_QUOTED PASSAGE_
Advice for College Freshmen: Play it Safe or Follow your Passion?Posted June 8, 2013 by Parenting Through School Years.
A rainbow of purple, yellow, white or green caps and gowns have marched across many stages this spring. Maybe you were fortunate enough to hang a Congratulations Graduate banner above your own doorway. We still have about 4 years left before it’s our turn to cheer our oldest as she walks across the stage to graduate high school. But, as fast as crawling, walking and middle school crept upon us, I expect it will not be long before she and I are hunting the stores for the perfect comforter set and matching rugs to ensure her dorm room feels like home away from home. One things for sure, when the times comes to send her to college we will have to provide her with more than a stockpile of non-perishable snacks and hair care products to last her until Thanksgiving.
Before the hunt for matching comforter sets and non-perishable snacks, my husband and I will be faced with the extremely daunting task of guiding her into a major to pursue. Helping to choose a college major ranks up there with imparting the importance of character, vegetables and books. It is like the final-Jeopardy round where the question is: what do you want to be when you grow up?
This week the tween to-be in our house wants to be a lawyer. A few months ago it was a musician and before that a chef. I relish in her search to find her niche. I can almost hear the Disney theme song, When You Wish Upon a Star, playing in her head as she rattles off what she will do once she graduates from college and becomes rich.

_TASKS TO CARRY OUT_
- A) List every cap and gown color named in the college advice post.
- B) Carry on the college advice post from its final sentence, in the same parent's voice.
You won't need the material that comes after the college advice post.

_DATA SEGMENT_
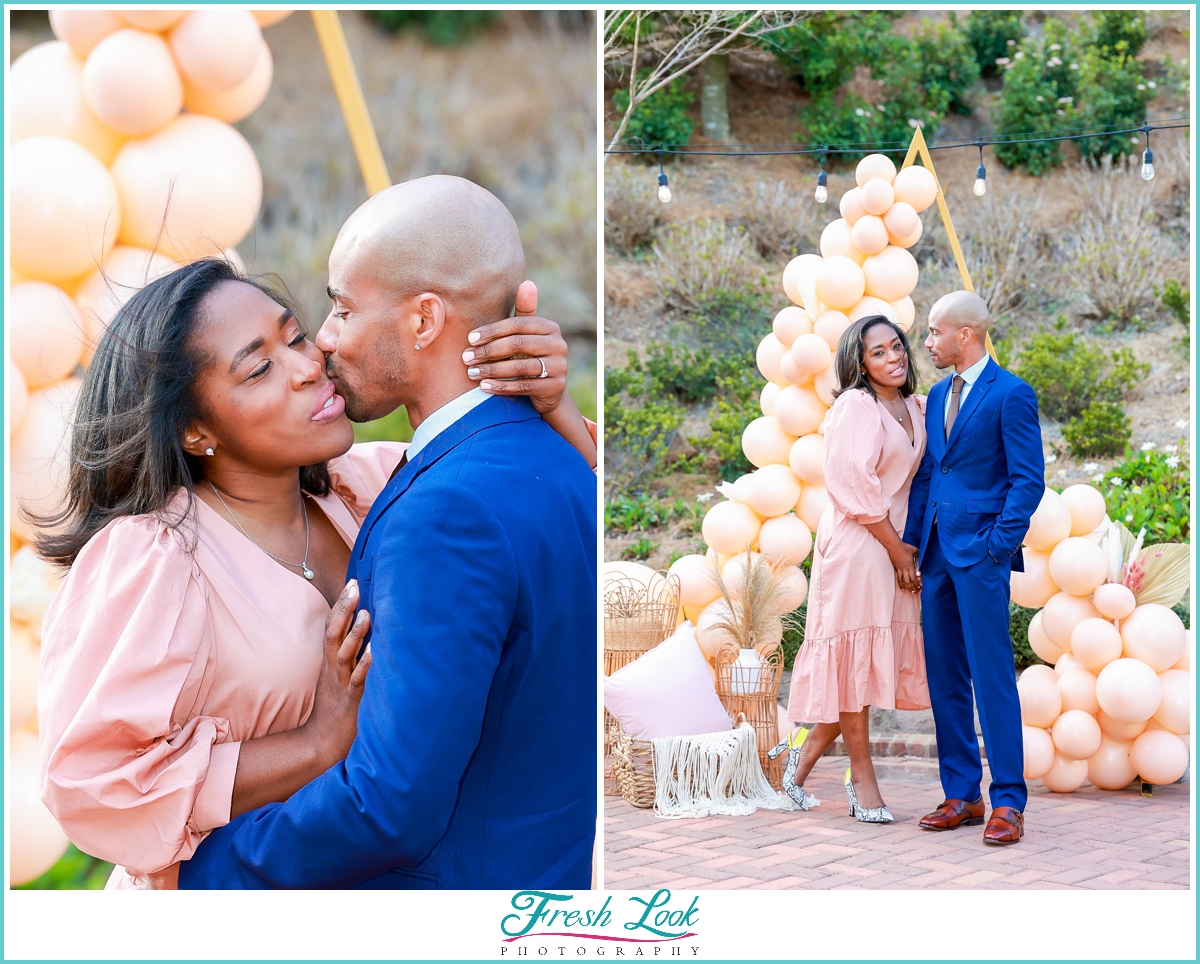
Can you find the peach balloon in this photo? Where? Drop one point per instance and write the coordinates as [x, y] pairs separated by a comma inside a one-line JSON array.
[[768, 354], [1128, 690], [1086, 507], [209, 174], [64, 211], [811, 353], [1075, 734], [767, 397], [1050, 522], [270, 17], [18, 395], [37, 840], [1114, 600], [83, 29], [1078, 567], [1155, 635], [1061, 614], [892, 274], [773, 490], [131, 83], [807, 457], [697, 582], [46, 97], [785, 540], [916, 186], [851, 205], [1096, 644], [1065, 776], [155, 21], [796, 588], [1110, 767], [1159, 756], [813, 504], [1033, 587], [238, 102], [1078, 690], [1038, 752], [1120, 731], [840, 282], [730, 527], [40, 455], [831, 325], [46, 333], [1041, 644], [1175, 710], [1041, 701], [869, 234], [875, 166], [798, 412], [901, 220], [869, 305], [790, 324], [838, 243], [106, 289], [877, 197]]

_ANSWERS PROVIDED_
- A) purple, yellow, white, green

- B)
I do my best to insert reality into her twelve year old mind. But it is not always easy. For example:
12 y.o.: ‘I want to move to N.Y.!’ Me.: ‘N.Y. is expensive’. 12 y.o.: “It’s not thaaat expensive.’
12 y.o.: ‘I want a car.’ Me: ‘A car is expensive’. 12y.o: ‘I know. I’ll just get a job.’
While I am certain of the benefits of organic foods and bedtime stories I am less than certain about what type of college major advice to dispense to any of my children. For instance,
I don’t want to dash their career dreams, but at the same time the Black-White wealth gap is real and widening and the gender pay gap is not much better.
If they choose a liberal arts degree African Americans who major in this field earn an average salary of $40,000. (While White American liberal arts degree holders, however, can expect an average of $50,000.).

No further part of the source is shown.